Supplied entries ▸
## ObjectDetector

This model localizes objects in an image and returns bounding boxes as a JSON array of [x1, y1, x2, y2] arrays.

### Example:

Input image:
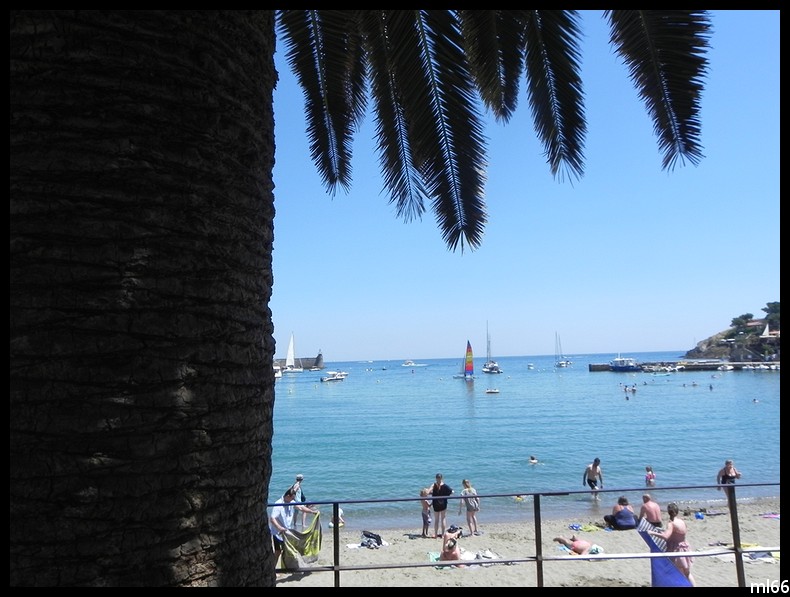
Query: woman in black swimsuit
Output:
[[716, 460, 741, 491]]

Directive ▸
Edit the records above so that "swimsuit" becomes "bathing suit", keeping everything else the same, and leave the pictures out of your answer.

Answer below ▸
## ObjectDetector

This model localizes objects in an image and returns bounding boxes as a JSON array of [x1, y1, x2, y2] arrays.

### Example:

Input image:
Query: woman in black bathing suit
Output:
[[716, 460, 741, 491]]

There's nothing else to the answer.